Please repeat the stretch of data from the line containing "distant mountain range?" through the line containing "[247,602,316,637]", leaving the pictures out of your answer.

> [Excerpts from a detection dataset]:
╭──
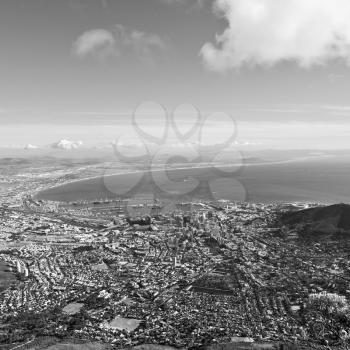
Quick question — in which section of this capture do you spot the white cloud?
[73,24,167,63]
[73,29,116,58]
[115,24,166,63]
[51,140,83,150]
[200,0,350,71]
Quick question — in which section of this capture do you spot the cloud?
[51,140,83,150]
[200,0,350,71]
[73,29,116,58]
[73,24,167,63]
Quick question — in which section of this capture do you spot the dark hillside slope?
[280,204,350,237]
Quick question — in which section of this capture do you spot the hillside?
[280,204,350,237]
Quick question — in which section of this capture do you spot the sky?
[0,0,350,149]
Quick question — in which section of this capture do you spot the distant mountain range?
[280,204,350,238]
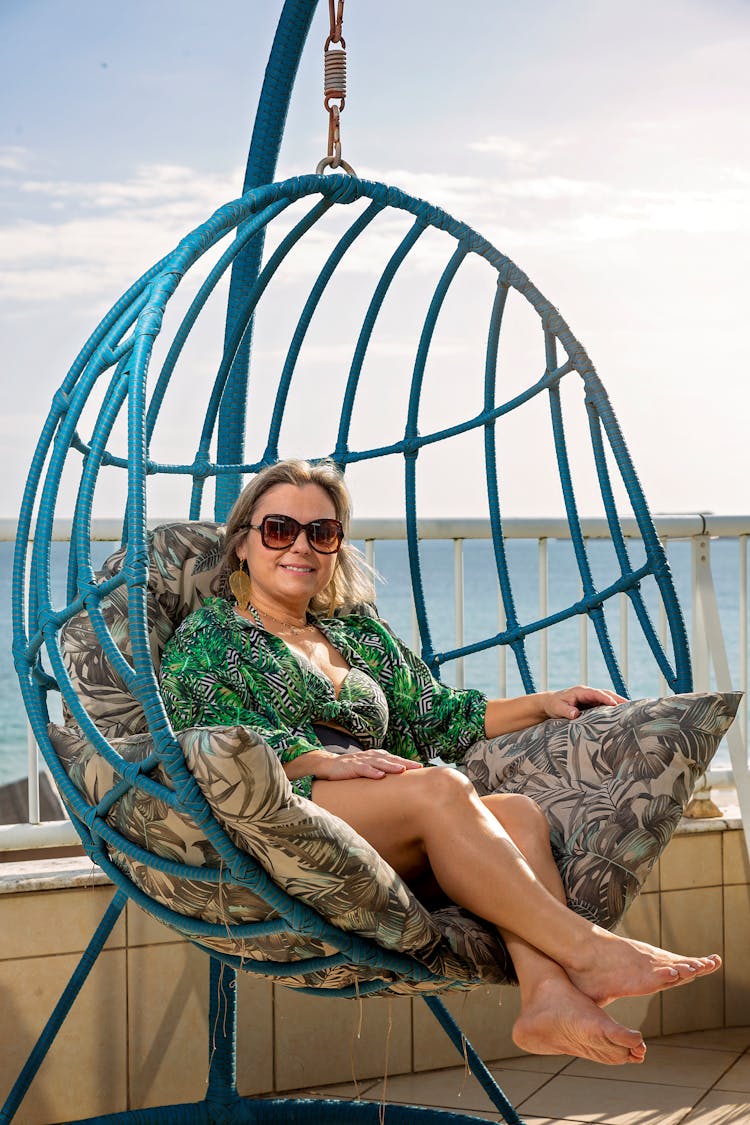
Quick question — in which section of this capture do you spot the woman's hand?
[540,684,626,719]
[485,684,625,738]
[315,750,422,781]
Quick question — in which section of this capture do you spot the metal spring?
[323,48,346,98]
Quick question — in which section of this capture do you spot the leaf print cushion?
[463,692,742,929]
[48,723,508,992]
[60,521,226,738]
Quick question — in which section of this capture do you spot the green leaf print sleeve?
[161,611,320,798]
[387,633,487,762]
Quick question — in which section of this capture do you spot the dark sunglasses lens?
[308,520,343,555]
[262,515,299,550]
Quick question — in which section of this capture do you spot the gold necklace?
[247,602,316,637]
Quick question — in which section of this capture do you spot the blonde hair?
[224,460,374,615]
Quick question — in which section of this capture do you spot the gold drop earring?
[229,559,253,610]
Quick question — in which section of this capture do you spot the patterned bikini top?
[293,651,389,749]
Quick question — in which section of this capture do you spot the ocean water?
[0,540,740,783]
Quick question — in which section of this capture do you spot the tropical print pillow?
[463,692,742,929]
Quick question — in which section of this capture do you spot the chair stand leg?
[422,996,523,1125]
[0,891,127,1125]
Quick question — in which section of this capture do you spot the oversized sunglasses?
[247,515,344,555]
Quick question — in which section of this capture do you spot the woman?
[162,461,721,1063]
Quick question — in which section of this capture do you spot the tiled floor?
[296,1027,750,1125]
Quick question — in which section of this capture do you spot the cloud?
[0,151,750,303]
[0,144,28,172]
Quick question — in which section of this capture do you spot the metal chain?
[315,0,355,176]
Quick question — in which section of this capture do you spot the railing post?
[693,536,750,852]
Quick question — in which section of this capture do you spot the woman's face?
[236,484,336,613]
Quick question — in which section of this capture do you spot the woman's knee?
[409,766,476,812]
[482,793,550,840]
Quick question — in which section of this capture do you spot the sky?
[0,0,750,516]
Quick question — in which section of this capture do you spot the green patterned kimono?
[161,597,487,797]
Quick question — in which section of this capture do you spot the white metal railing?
[0,514,750,852]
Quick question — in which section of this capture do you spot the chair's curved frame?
[0,0,690,1123]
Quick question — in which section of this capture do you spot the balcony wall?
[0,820,750,1125]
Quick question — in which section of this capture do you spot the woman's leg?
[313,768,721,1006]
[481,794,645,1064]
╰──
> [RESULT]:
Quick question — in which section of this capture do you spot the distant mountain range?
[280,204,350,238]
Quick question — in which section of this capture do you spot the woman's hand?
[540,684,626,719]
[485,684,625,738]
[315,750,422,781]
Quick question — in which section of this capture do you spot the metal spring?
[323,48,346,98]
Quick question — in which section of this capture do you spot the leaf print cushion?
[463,692,742,929]
[48,723,508,992]
[60,521,226,738]
Quick question — in which section of this capture do you spot the green leaf print sleeve?
[161,611,320,798]
[387,633,487,762]
Quick question — in which section of this capture do you spot the dark sunglasses lens?
[308,520,343,555]
[262,515,299,550]
Quick question — in which section of this capture do you spot the gold necklace?
[247,602,316,637]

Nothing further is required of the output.